◆ Exercise details: Each line below with the word "query" needs to be copied.

◆ Data to use:

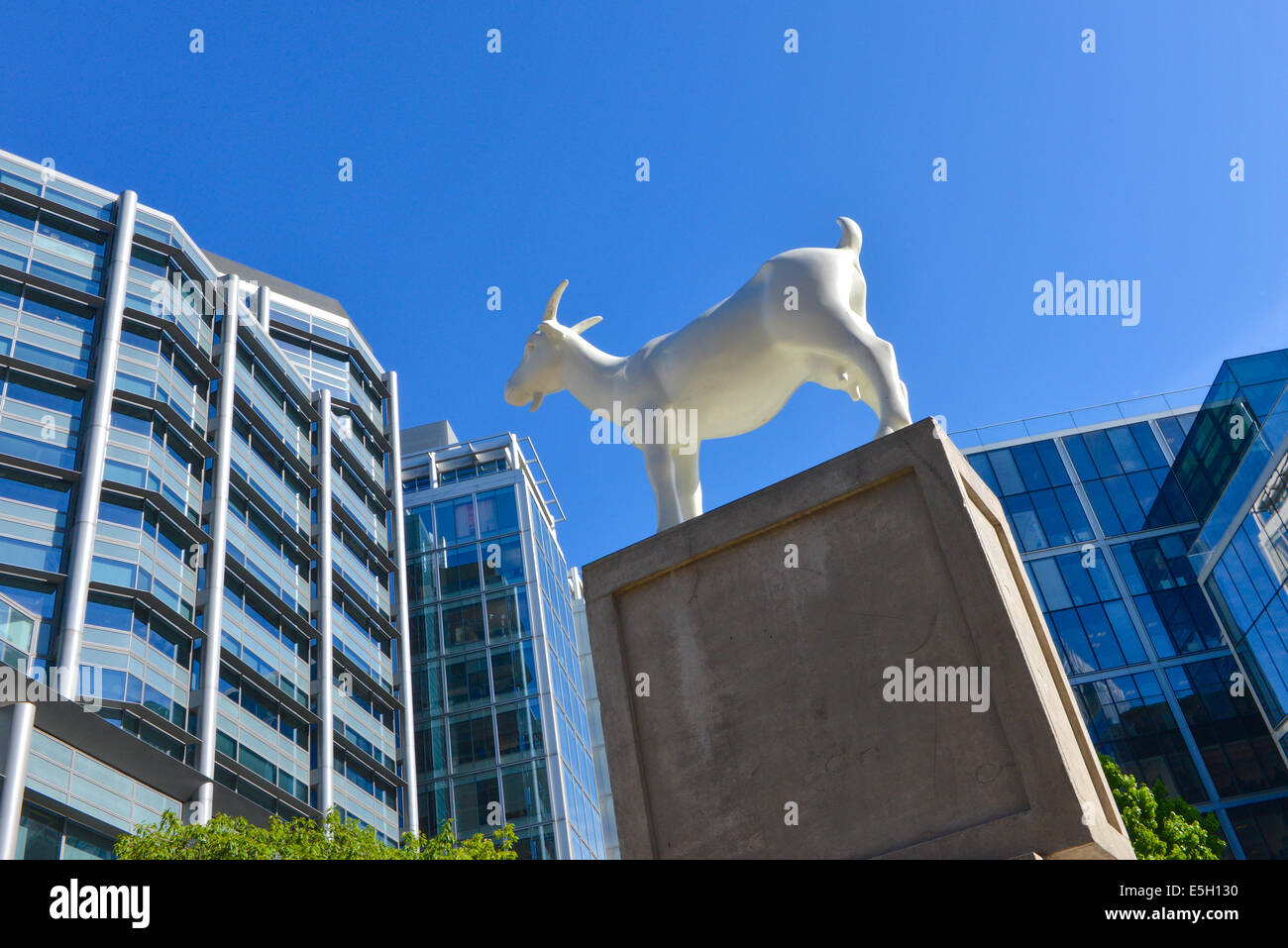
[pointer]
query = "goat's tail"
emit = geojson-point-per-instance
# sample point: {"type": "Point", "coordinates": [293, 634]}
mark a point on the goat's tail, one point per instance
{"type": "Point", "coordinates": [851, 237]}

...

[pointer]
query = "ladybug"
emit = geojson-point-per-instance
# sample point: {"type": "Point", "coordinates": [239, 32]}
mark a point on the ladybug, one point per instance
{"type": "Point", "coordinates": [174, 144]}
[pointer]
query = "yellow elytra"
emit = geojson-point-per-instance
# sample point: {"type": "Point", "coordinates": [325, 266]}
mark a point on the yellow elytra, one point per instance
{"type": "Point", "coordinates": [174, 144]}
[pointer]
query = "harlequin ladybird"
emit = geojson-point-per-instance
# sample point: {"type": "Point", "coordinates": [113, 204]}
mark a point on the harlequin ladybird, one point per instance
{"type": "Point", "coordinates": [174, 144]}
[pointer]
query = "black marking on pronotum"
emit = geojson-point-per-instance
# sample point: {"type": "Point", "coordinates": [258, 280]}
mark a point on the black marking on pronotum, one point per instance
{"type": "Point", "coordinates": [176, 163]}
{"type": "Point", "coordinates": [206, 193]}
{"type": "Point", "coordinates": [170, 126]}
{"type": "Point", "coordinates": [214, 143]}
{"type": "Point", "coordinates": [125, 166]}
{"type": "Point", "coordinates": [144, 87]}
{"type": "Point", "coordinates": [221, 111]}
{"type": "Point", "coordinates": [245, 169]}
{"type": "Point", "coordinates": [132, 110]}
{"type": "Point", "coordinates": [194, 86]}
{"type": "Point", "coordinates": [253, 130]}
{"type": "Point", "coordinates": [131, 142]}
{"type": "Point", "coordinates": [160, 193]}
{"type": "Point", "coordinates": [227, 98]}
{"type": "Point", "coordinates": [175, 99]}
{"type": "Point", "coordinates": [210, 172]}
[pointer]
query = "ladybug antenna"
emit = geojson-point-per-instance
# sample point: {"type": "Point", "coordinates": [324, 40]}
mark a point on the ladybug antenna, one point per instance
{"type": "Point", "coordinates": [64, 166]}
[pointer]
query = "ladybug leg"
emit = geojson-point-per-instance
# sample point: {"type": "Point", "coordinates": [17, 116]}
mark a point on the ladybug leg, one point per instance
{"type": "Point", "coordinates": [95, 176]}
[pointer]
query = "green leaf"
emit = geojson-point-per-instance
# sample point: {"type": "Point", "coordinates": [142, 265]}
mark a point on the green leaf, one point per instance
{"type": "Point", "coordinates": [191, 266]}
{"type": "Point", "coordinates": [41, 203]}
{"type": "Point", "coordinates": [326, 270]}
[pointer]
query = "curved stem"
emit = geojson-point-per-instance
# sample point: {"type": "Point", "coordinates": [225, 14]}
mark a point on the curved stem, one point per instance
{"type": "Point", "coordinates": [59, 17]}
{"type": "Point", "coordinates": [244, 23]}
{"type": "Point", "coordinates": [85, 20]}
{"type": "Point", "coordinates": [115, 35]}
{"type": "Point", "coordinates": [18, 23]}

◆ Response to the task:
query = "goat's tail"
query = "ladybug"
query = "yellow elytra"
query = "harlequin ladybird"
query = "black marking on pronotum"
query = "ladybug antenna"
query = "ladybug leg"
query = "green leaf"
query = "curved stem"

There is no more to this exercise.